[Data for review]

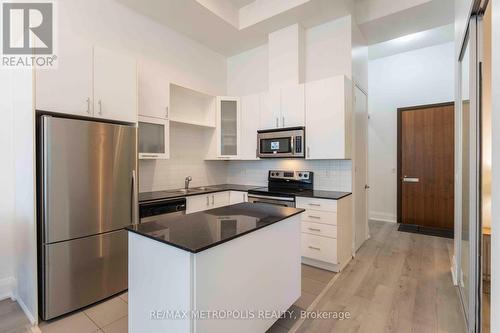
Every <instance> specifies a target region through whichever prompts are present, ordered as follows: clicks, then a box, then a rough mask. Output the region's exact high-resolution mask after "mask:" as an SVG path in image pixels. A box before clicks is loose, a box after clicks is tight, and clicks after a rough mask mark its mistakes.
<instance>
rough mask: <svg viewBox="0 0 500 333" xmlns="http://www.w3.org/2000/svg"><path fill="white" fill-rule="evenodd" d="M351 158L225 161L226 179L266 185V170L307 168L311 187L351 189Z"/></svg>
mask: <svg viewBox="0 0 500 333" xmlns="http://www.w3.org/2000/svg"><path fill="white" fill-rule="evenodd" d="M351 165H352V164H351V161H350V160H322V161H310V160H297V159H295V160H294V159H280V160H259V161H231V162H229V163H228V167H227V171H228V176H227V182H228V183H230V184H244V185H257V186H267V176H268V173H267V172H268V171H269V170H307V171H313V172H314V188H315V189H319V190H330V191H344V192H351V191H352V186H351V170H352V166H351Z"/></svg>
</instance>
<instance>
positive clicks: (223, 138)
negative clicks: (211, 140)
mask: <svg viewBox="0 0 500 333" xmlns="http://www.w3.org/2000/svg"><path fill="white" fill-rule="evenodd" d="M240 119H241V112H240V100H239V98H236V97H217V157H218V158H224V159H233V158H238V156H239V150H240V148H239V147H240Z"/></svg>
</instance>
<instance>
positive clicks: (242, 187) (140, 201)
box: [139, 184, 352, 202]
mask: <svg viewBox="0 0 500 333" xmlns="http://www.w3.org/2000/svg"><path fill="white" fill-rule="evenodd" d="M205 187H206V188H207V189H206V190H201V191H192V192H188V193H182V192H179V190H166V191H155V192H143V193H139V202H147V201H152V200H161V199H175V198H183V197H188V196H191V195H200V194H207V193H215V192H223V191H242V192H248V191H250V192H254V193H257V190H259V189H262V188H263V187H261V186H255V185H238V184H219V185H209V186H205ZM193 189H196V187H194V188H193ZM252 190H253V191H252ZM269 194H270V195H279V194H280V193H277V192H273V191H272V190H271V191H269ZM289 194H291V195H294V196H297V197H308V198H318V199H330V200H340V199H342V198H344V197H346V196H349V195H351V194H352V193H351V192H337V191H324V190H303V191H292V192H290V193H289Z"/></svg>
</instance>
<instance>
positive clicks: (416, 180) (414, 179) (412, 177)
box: [403, 176, 420, 183]
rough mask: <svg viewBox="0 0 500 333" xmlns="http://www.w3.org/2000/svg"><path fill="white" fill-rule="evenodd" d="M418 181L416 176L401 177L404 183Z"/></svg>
mask: <svg viewBox="0 0 500 333" xmlns="http://www.w3.org/2000/svg"><path fill="white" fill-rule="evenodd" d="M419 181H420V179H419V178H416V177H408V176H404V177H403V182H404V183H418V182H419Z"/></svg>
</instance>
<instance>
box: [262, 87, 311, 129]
mask: <svg viewBox="0 0 500 333" xmlns="http://www.w3.org/2000/svg"><path fill="white" fill-rule="evenodd" d="M304 118H305V115H304V85H303V84H297V85H287V86H283V87H281V88H273V89H271V90H270V91H269V92H265V93H262V94H261V115H260V129H273V128H283V127H296V126H304V124H305V119H304Z"/></svg>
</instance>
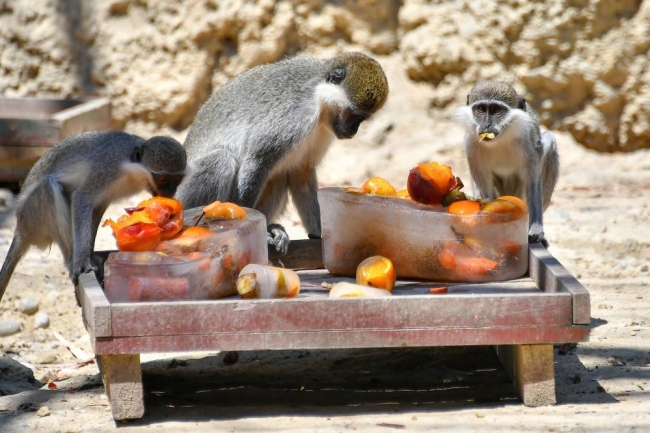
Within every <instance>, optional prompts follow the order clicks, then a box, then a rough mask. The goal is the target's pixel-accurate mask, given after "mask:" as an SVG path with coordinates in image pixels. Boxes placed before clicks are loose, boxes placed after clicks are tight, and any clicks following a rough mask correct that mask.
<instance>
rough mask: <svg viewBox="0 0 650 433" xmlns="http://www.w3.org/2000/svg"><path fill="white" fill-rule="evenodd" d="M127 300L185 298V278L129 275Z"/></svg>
mask: <svg viewBox="0 0 650 433" xmlns="http://www.w3.org/2000/svg"><path fill="white" fill-rule="evenodd" d="M127 292H128V296H129V301H131V302H138V301H176V300H180V299H187V294H188V292H189V290H188V281H187V278H182V277H175V278H161V277H131V278H130V279H129V283H128V285H127Z"/></svg>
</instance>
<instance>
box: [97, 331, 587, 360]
mask: <svg viewBox="0 0 650 433" xmlns="http://www.w3.org/2000/svg"><path fill="white" fill-rule="evenodd" d="M588 335H589V327H588V326H586V325H584V326H576V325H571V326H521V327H513V326H508V327H499V328H429V329H406V328H402V329H365V330H364V329H349V330H333V331H328V330H323V331H319V332H305V331H300V330H296V331H284V332H243V331H242V332H219V331H213V332H205V333H203V334H195V335H160V336H150V335H149V336H132V337H112V338H111V337H109V338H97V339H96V341H95V346H94V347H95V353H97V354H117V353H156V352H159V353H161V352H191V351H204V350H206V351H214V350H224V351H230V350H294V349H300V350H311V349H354V348H366V347H395V348H398V347H435V346H441V347H442V346H481V345H504V344H551V343H569V342H581V341H586V339H587V337H588Z"/></svg>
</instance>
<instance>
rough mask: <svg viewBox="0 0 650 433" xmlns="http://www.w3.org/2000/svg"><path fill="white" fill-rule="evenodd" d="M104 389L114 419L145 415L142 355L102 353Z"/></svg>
mask: <svg viewBox="0 0 650 433" xmlns="http://www.w3.org/2000/svg"><path fill="white" fill-rule="evenodd" d="M97 358H98V364H99V365H100V366H101V367H100V370H101V373H102V380H103V381H104V389H105V390H106V395H107V396H108V399H109V401H110V403H111V412H112V414H113V419H116V420H121V419H137V418H142V415H144V393H143V390H142V369H141V368H140V355H100V356H98V357H97Z"/></svg>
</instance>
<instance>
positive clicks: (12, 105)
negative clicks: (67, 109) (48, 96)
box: [0, 97, 81, 119]
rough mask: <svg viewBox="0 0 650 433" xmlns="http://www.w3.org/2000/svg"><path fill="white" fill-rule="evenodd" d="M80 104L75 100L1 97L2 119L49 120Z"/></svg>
mask: <svg viewBox="0 0 650 433" xmlns="http://www.w3.org/2000/svg"><path fill="white" fill-rule="evenodd" d="M80 103H81V101H79V100H75V99H44V98H4V97H0V118H3V119H48V118H49V117H50V116H51V115H53V114H54V113H56V112H59V111H62V110H65V109H67V108H70V107H73V106H75V105H78V104H80Z"/></svg>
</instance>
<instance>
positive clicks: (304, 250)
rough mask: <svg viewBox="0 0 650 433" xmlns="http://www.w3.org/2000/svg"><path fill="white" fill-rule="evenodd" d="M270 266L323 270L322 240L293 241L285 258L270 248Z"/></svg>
mask: <svg viewBox="0 0 650 433" xmlns="http://www.w3.org/2000/svg"><path fill="white" fill-rule="evenodd" d="M269 264H271V265H273V266H279V267H282V268H289V269H323V267H324V266H323V249H322V242H321V240H320V239H297V240H294V241H291V242H290V243H289V250H288V251H287V254H286V255H285V256H283V255H282V254H280V253H279V252H278V251H277V250H276V249H275V248H274V247H272V246H269Z"/></svg>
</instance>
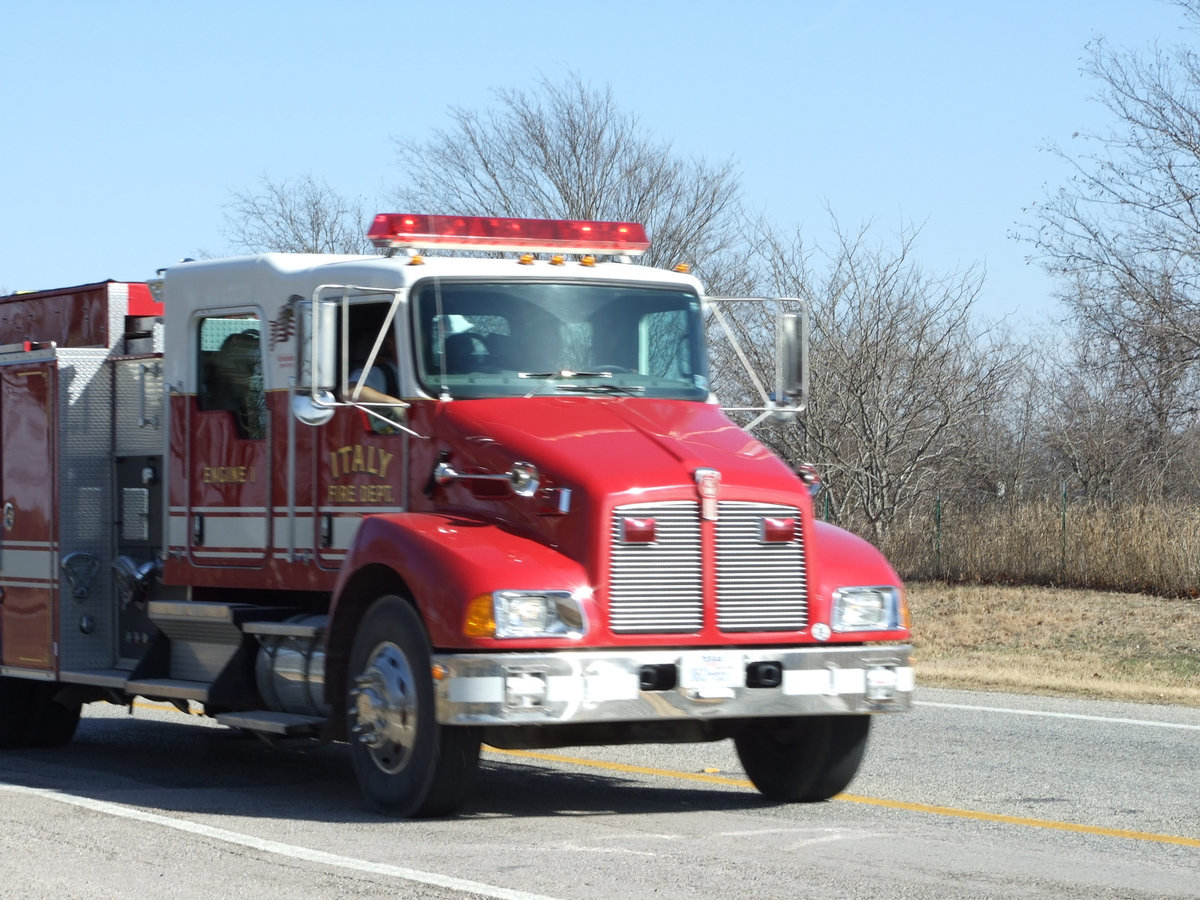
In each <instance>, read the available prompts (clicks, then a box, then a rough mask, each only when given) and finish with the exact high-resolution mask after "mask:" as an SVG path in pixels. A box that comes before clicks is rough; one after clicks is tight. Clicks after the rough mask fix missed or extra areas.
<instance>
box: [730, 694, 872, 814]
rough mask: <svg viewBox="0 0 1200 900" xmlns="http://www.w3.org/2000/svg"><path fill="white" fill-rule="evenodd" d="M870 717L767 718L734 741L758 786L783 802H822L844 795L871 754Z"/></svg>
mask: <svg viewBox="0 0 1200 900" xmlns="http://www.w3.org/2000/svg"><path fill="white" fill-rule="evenodd" d="M870 728H871V718H870V716H869V715H814V716H796V718H791V719H762V720H755V721H750V722H748V724H746V726H745V728H743V731H742V732H739V733H738V736H737V737H736V738H734V739H733V743H734V745H736V746H737V751H738V758H739V760H740V761H742V768H744V769H745V773H746V775H748V776H749V778H750V780H751V781H752V782H754V786H755V787H757V788H758V792H760V793H762V794H763V796H764V797H767V798H768V799H770V800H775V802H779V803H818V802H821V800H828V799H829V798H830V797H834V796H835V794H839V793H841V792H842V791H844V790H846V786H847V785H850V782H851V781H852V780H853V779H854V775H856V774H857V773H858V767H859V764H860V763H862V762H863V755H864V754H865V752H866V738H868V734H869V733H870Z"/></svg>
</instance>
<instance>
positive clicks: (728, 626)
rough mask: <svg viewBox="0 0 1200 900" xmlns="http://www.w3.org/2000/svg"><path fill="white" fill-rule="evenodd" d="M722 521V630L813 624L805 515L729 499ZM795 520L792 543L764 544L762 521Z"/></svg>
mask: <svg viewBox="0 0 1200 900" xmlns="http://www.w3.org/2000/svg"><path fill="white" fill-rule="evenodd" d="M718 511H719V515H718V520H716V625H718V628H720V629H721V631H794V630H798V629H802V628H804V626H805V625H806V624H808V614H809V611H808V578H806V572H805V568H804V545H803V540H802V533H800V511H799V510H798V509H796V508H794V506H779V505H775V504H770V503H746V502H739V500H725V502H722V503H721V504H720V505H719V506H718ZM766 517H774V518H794V520H796V536H794V538H793V539H792V540H791V541H786V542H779V544H768V542H764V541H763V540H762V535H761V529H762V520H763V518H766Z"/></svg>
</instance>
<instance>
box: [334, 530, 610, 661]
mask: <svg viewBox="0 0 1200 900" xmlns="http://www.w3.org/2000/svg"><path fill="white" fill-rule="evenodd" d="M372 565H383V566H386V568H388V569H390V570H391V571H392V572H395V575H396V576H398V577H400V578H401V580H402V581H403V583H404V584H406V586H407V587H408V590H409V594H410V595H412V599H413V600H414V602H415V604H416V607H418V610H419V612H420V613H421V618H422V619H424V620H425V626H426V629H427V630H428V632H430V640H431V641H432V643H433V646H434V647H437V648H439V649H473V648H474V649H478V648H482V647H496V646H498V642H497V641H494V640H473V638H467V637H464V636H463V635H462V620H463V613H464V612H466V607H467V604H468V602H469V601H470V600H472V598H475V596H479V595H480V594H486V593H490V592H492V590H502V589H527V590H547V589H554V590H570V592H575V593H578V594H580V595H582V596H588V595H589V594H590V587H589V582H588V576H587V572H586V571H584V569H583V566H581V565H580V564H578V563H576V562H575V560H572V559H569V558H568V557H564V556H563V554H562V553H559V552H557V551H556V550H553V548H551V547H547V546H546V545H544V544H539V542H536V541H533V540H529V539H528V538H521V536H517V535H515V534H512V533H511V532H506V530H504V529H502V528H498V527H497V526H494V524H492V523H488V522H481V521H479V520H475V518H469V517H466V516H455V515H439V514H433V512H402V514H391V515H380V516H370V517H367V518H366V520H364V522H362V524H361V526H360V528H359V530H358V534H356V535H355V539H354V542H353V544H352V545H350V547H349V551H348V553H347V557H346V562H344V564H343V565H342V570H341V574H340V575H338V578H337V584H336V586H335V588H334V600H332V606H331V610H330V622H331V625H332V626H334V628H331V630H335V629H338V630H340V629H341V628H342V626H343V624H348V623H344V622H340V616H338V613H340V607H342V606H343V605H346V604H349V605H350V606H353V601H354V600H358V601H361V598H348V596H347V594H348V592H350V593H353V588H352V586H353V583H354V581H355V575H356V574H358V572H360V571H361V570H364V569H366V568H367V566H372ZM373 599H374V598H370V600H373ZM584 602H587V604H590V602H592V601H590V600H586V601H584ZM589 616H592V617H594V616H595V611H594V608H593V610H590V611H589ZM342 618H344V617H342ZM592 620H596V619H595V618H593V619H592ZM551 643H558V641H552V642H551ZM563 643H564V644H568V646H571V644H575V643H576V642H571V641H569V640H564V641H563ZM527 644H528V646H530V647H532V646H538V647H544V648H545V647H546V646H547V641H546V640H545V638H542V640H540V641H532V642H526V641H504V642H503V646H504V647H506V648H510V649H521V648H522V647H524V646H527Z"/></svg>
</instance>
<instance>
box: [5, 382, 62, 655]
mask: <svg viewBox="0 0 1200 900" xmlns="http://www.w3.org/2000/svg"><path fill="white" fill-rule="evenodd" d="M55 371H56V370H55V365H54V361H53V360H48V361H41V362H18V364H14V365H7V366H0V508H2V520H0V592H2V599H0V664H2V665H5V666H13V667H17V668H48V670H49V668H54V665H55V662H54V596H55V588H56V578H55V569H56V557H58V546H56V526H55V518H54V514H55V481H56V480H55V466H56V452H55V449H56V448H55V440H54V433H55V430H54V385H55V380H54V379H55Z"/></svg>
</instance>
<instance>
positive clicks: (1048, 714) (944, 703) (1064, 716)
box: [913, 700, 1200, 731]
mask: <svg viewBox="0 0 1200 900" xmlns="http://www.w3.org/2000/svg"><path fill="white" fill-rule="evenodd" d="M913 706H917V707H940V708H942V709H973V710H976V712H978V713H1008V714H1009V715H1040V716H1045V718H1046V719H1080V720H1082V721H1087V722H1114V724H1116V725H1142V726H1146V727H1148V728H1180V730H1182V731H1200V725H1186V724H1183V722H1156V721H1151V720H1148V719H1118V718H1116V716H1111V715H1084V714H1082V713H1049V712H1045V710H1043V709H1010V708H1008V707H976V706H971V704H968V703H931V702H928V701H923V700H919V701H914V702H913Z"/></svg>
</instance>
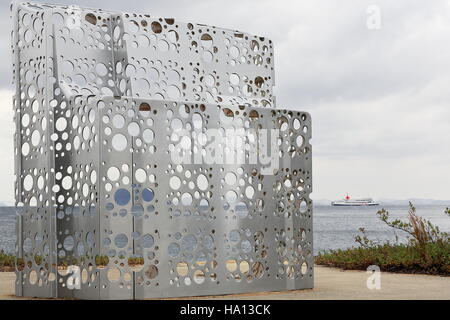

[/Data for review]

Exercise description.
Count the lines above that contain the string "negative" and reply with only that number.

The answer.
2